→ **Zitierter Text**:

━━━━━━━━━━━━━━━━━━━━

Was soll also dieses unsäglich dumme Gejammere über die Unmöglichkeit, gerade mal eine Million Flüchtlinge unserer Tage zu integrieren?

Die Kanzlerin Angela Merkel hat diesen tollen Satz “Wir schaffen das” in die Welt gesetzt. Wahrscheinlich hat sie nicht viel über seine Brisanz nachgedacht, sondern war inspiriert von spontaner Hilfsbereitschaft. Wer hat sich nicht alles wer weiß wie über diesen Satz aufgeregt, der doch nichts anderes bedeutet als: “Packen wir´s an – schaffen wir etwas Neues mit der Bewältigung dieser gewaltigen Aufgabe.”

iStock / Jacartoon; Spektrum der Wissenschaft
iStock / Jacartoon; Spektrum der Wissenschaft

Friedrich Ani ist für mich so etwas wie ein gelungener Beweis dafür, wie so eine Bewältigung der Flüchtlingskrise aussehen kann. Dieser deutsche Schriftsteller ist vor allem durch seine Kriminalromane um den (fiktiven) Kommissar Tabor Süden bekannt geworden, aber auch für Drehbücher zu Tatort-Krimis und manches mehr, wofür er mit mehr als einem Dutzend Preisen ausgezeichnet wurde – in der Wikipedia sind sie alle verzeichnet: Friedrich Ani.

Dass ich hier und heute über ihn schreibe, hat drei Anlässe: Zufällig sah ich in der Buchhandlung seinen neuesten Roman Der namenlose Tag liegen und begann gleich darin zu schmökern. Ani ist auf meinem Radar als unersättlicher Leser, seit mein Sohn Maurus seinen Jugendroman Wie Licht schmeckt verfilmt hat: Die Liebesgeschichte eines jährigen Jungen aus einer Münchner Vorstadt, der seinen 14. Geburtstag unbedingt allein in der “großen Stadt” feiern will und dabei mit einem 16jährigen Mädchen buchstäblich zusammenstößt, das blind ist und in das er sich bald verliebt.
Zufall # 2: Am Abend nach dem Besuch der Buchhandlung zappte ich durch die Fernsehangebote, und was sehe ich auf alpha Forum: Ein Interview mit Fridrich Ani. Ich hätte ihm noch stundenlang weiter zuhören können, was er über sein Schreiben und seinen Werdegang dabei erzählte. Aber auf Grund der aktuellen Flüchtlingsthematik war ich vor allem elektrisiert, als der Autor sinngemäß sagte: “Mein Vater war ein syrischer Flüchtling und meine Mutter ein Flüchtling aus Schlesien.”

━━━━━━━━━━━━━━━━━━━━

→ **Datenabschnitt**:
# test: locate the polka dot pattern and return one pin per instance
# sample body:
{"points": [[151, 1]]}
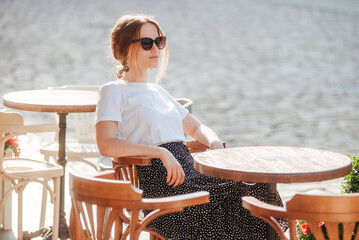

━━━━━━━━━━━━━━━━━━━━

→ **Gestellte Aufgabe**: Durch welche Romane ist Friedrich Ani laut dem zitierten Text vor allem bekannt geworden?

→ **Lösung der Aufgabe**: Durch seine Kriminalromane um den fiktiven Kommissar Tabor Süden.